* [Task statement]: Write down the whole listing below again without changing a word.

* [Source data]:
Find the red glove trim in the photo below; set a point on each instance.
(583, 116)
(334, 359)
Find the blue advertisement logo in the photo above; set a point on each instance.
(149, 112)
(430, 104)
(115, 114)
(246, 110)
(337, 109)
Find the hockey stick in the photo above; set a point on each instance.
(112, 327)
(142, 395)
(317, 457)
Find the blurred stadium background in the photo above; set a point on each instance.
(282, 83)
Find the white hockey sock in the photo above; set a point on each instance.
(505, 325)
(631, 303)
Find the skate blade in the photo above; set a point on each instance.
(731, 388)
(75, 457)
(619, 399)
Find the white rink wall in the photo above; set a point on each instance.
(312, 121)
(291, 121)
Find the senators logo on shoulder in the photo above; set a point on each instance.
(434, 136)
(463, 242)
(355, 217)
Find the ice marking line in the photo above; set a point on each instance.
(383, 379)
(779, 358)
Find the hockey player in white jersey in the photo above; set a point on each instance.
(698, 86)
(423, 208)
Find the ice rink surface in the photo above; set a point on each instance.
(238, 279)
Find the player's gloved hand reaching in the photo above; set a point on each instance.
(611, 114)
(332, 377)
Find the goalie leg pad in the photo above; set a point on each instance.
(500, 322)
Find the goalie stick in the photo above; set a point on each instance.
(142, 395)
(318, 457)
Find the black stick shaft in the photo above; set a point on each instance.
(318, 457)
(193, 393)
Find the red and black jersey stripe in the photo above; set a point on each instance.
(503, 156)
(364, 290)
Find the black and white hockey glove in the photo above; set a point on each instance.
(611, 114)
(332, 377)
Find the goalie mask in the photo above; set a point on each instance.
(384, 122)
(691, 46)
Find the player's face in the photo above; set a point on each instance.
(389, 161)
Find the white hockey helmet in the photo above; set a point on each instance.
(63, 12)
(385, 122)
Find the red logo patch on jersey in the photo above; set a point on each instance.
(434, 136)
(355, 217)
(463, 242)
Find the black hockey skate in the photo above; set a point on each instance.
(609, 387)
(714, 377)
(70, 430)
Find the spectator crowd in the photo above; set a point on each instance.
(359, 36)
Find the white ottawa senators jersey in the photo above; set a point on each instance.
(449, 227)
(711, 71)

* [Solution to this problem]:
Find the red glove trim in the photo below; set a point on each instance.
(583, 116)
(334, 359)
Find the blue advertisement logo in the photo above; set a point on each instance.
(149, 112)
(430, 104)
(115, 114)
(246, 110)
(337, 109)
Find the hockey stick in the photo above; set a point on each instance.
(112, 327)
(142, 395)
(317, 457)
Find the blurred stadium background in the photo above; set a point on each instance.
(282, 83)
Find the white hockey sock in the photo above; set a point on each instance.
(505, 325)
(631, 303)
Find the skate blade in the photo above; set a point on each instance.
(731, 388)
(75, 457)
(619, 399)
Find the white rink wall in the photo above; set a point on each instance.
(312, 121)
(291, 121)
Find the senators logo on shoulder in the photo above; set a point on each instance.
(434, 136)
(463, 242)
(355, 217)
Find the ice marking line in the photo above; set a point on each instance.
(383, 379)
(779, 358)
Find the hockey player in white jersey in the photo above; set a point on each instance.
(698, 86)
(423, 208)
Find the ice rink surface in the photo above; set a point on each instance.
(238, 279)
Find the player's gloved hand reaching in the photo above; set a point on each instance.
(611, 114)
(332, 377)
Find the goalie leg pad in the photo above; set a point on each instance.
(500, 322)
Find the goalie stick in the photo above; set a point on each instance.
(142, 395)
(318, 457)
Find the black stick shaft in the photo above; set a point on each instance.
(318, 457)
(193, 393)
Find the red and black jersey stripe in the photo above; set a point on each instance.
(503, 156)
(364, 290)
Find the black and white hockey glove in the photo above; set a point on each instance.
(611, 114)
(332, 377)
Find the goalie mask in the photo above; set a point on each instance.
(384, 122)
(691, 46)
Find the player's face in the photo above; set a point on each instance.
(389, 161)
Find the white hockey helmet in the photo above; set a point on each instance.
(63, 12)
(385, 122)
Find the red logo patch on jersey in the photo above; set a point on each instance.
(434, 136)
(355, 217)
(463, 242)
Find the black hockey skate in the photo above; set a point on each instance.
(609, 387)
(714, 377)
(70, 430)
Find the spectator crowd in the photo above; set a point on each instance.
(359, 36)
Find the white ottawa senators jersey in the photo above; set a point on each instance.
(449, 227)
(711, 71)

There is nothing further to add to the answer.